[WHAT THE TASK REQUIRES]: All the data must be output exactly as given.

[GIVEN DATA]:
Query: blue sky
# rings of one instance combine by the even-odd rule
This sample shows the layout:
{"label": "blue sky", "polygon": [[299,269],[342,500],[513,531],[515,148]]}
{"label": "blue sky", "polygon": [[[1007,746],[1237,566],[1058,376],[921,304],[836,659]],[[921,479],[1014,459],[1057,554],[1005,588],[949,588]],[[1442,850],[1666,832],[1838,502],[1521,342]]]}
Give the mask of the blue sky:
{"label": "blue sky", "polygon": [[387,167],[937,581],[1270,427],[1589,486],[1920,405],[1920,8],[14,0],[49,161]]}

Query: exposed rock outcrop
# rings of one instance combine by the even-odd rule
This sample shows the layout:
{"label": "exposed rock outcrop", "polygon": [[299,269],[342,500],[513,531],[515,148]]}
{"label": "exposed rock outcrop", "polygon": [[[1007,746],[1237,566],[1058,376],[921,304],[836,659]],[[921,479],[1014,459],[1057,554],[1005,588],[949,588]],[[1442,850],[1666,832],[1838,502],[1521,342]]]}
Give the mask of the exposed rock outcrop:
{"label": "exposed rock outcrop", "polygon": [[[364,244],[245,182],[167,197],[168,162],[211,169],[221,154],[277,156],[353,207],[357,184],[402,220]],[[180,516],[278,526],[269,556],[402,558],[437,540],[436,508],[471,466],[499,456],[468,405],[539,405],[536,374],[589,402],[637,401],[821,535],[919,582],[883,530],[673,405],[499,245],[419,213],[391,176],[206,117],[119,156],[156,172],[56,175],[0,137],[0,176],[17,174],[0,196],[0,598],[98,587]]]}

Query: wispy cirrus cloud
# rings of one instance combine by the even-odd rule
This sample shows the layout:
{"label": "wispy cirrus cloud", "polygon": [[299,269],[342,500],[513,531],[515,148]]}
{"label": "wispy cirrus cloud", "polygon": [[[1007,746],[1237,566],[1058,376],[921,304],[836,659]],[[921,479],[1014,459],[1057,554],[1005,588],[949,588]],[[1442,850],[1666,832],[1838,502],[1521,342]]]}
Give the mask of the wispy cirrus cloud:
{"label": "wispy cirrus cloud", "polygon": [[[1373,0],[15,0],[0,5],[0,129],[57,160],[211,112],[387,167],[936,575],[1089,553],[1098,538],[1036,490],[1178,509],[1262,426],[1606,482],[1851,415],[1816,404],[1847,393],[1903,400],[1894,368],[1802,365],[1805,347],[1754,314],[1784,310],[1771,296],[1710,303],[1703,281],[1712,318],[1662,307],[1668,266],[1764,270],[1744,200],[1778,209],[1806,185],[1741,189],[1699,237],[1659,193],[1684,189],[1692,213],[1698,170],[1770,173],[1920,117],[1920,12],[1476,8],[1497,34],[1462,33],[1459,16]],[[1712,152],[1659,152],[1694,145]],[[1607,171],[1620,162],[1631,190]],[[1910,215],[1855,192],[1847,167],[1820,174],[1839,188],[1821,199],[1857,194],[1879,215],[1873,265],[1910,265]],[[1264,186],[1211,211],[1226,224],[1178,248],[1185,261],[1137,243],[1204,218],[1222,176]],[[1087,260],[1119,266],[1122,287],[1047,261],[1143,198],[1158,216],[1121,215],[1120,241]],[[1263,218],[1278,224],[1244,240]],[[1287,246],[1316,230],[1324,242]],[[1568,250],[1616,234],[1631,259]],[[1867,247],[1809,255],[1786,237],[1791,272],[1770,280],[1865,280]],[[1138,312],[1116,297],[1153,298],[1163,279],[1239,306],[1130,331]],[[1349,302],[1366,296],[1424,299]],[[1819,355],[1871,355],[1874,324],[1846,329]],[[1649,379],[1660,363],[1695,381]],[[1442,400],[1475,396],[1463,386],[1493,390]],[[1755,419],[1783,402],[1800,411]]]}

[SOLUTION FOR THIS TASK]:
Query: blue sky
# rings of one instance combine by the even-odd rule
This sample shows the layout:
{"label": "blue sky", "polygon": [[299,269],[342,500],[513,531],[515,148]]}
{"label": "blue sky", "polygon": [[[1007,746],[1237,566],[1058,376],[921,304],[836,659]],[[921,479],[1014,459],[1057,554],[1005,588],[949,588]],[[1442,850],[1666,832],[1838,502],[1521,342]]]}
Give the mask of the blue sky:
{"label": "blue sky", "polygon": [[387,167],[937,581],[1270,427],[1589,486],[1920,405],[1920,8],[14,0],[49,161]]}

Query: exposed rock outcrop
# rings of one instance combine by the even-odd rule
This sample shows the layout:
{"label": "exposed rock outcrop", "polygon": [[299,269],[342,500],[513,531],[515,148]]}
{"label": "exposed rock outcrop", "polygon": [[[1007,746],[1237,566],[1058,376],[921,304],[836,659]],[[921,479],[1014,459],[1057,554],[1005,588],[949,588]],[[1442,850],[1666,832],[1838,502],[1521,342]]]}
Give the mask of the exposed rock outcrop:
{"label": "exposed rock outcrop", "polygon": [[[364,244],[245,182],[167,197],[168,162],[211,169],[221,154],[277,156],[353,207],[357,184],[402,220]],[[180,516],[278,526],[269,556],[402,558],[437,540],[436,508],[471,466],[499,456],[468,405],[539,405],[536,374],[589,402],[637,401],[821,535],[919,582],[883,530],[673,405],[499,245],[419,213],[391,176],[206,117],[119,156],[156,172],[56,175],[0,137],[0,176],[17,174],[0,196],[0,598],[98,587]]]}

Query: wispy cirrus cloud
# rings of one instance combine by the even-odd rule
This sample shows the layout:
{"label": "wispy cirrus cloud", "polygon": [[299,269],[342,500],[513,531],[515,148]]}
{"label": "wispy cirrus cloud", "polygon": [[[1007,746],[1237,566],[1058,376],[921,304],[836,659]],[[921,479],[1014,459],[1057,554],[1005,588],[949,588]],[[1442,850],[1666,832],[1838,502],[1521,342]]]}
Give the mask of the wispy cirrus cloud:
{"label": "wispy cirrus cloud", "polygon": [[[1373,0],[15,0],[0,5],[0,129],[57,160],[211,112],[387,167],[936,575],[1089,553],[1098,538],[1036,490],[1178,509],[1262,426],[1606,482],[1851,415],[1816,404],[1847,393],[1903,400],[1894,368],[1802,365],[1805,347],[1754,314],[1784,310],[1771,296],[1710,303],[1703,281],[1712,318],[1662,307],[1668,266],[1764,270],[1744,200],[1778,209],[1806,185],[1741,189],[1699,237],[1659,193],[1684,189],[1692,213],[1698,170],[1770,173],[1920,117],[1920,12],[1476,8],[1497,34],[1462,33],[1459,16]],[[1712,152],[1659,152],[1694,145]],[[1607,171],[1620,162],[1631,190]],[[1910,215],[1855,192],[1847,167],[1820,174],[1839,188],[1821,199],[1857,194],[1879,215],[1873,265],[1910,265]],[[1264,186],[1211,211],[1226,224],[1178,248],[1185,261],[1137,243],[1204,218],[1222,176]],[[1087,260],[1119,266],[1122,287],[1047,261],[1143,198],[1158,216],[1121,215],[1120,241]],[[1263,218],[1278,224],[1244,240]],[[1287,246],[1316,230],[1324,242]],[[1568,250],[1616,234],[1631,259]],[[1867,247],[1809,255],[1786,237],[1791,272],[1770,280],[1865,280]],[[1138,312],[1116,297],[1153,298],[1163,279],[1239,306],[1130,331]],[[1349,302],[1366,296],[1424,299]],[[1819,355],[1871,355],[1874,324],[1846,329]],[[1649,379],[1660,363],[1695,381]],[[1442,400],[1475,396],[1463,386],[1493,390]],[[1755,419],[1783,402],[1800,411]]]}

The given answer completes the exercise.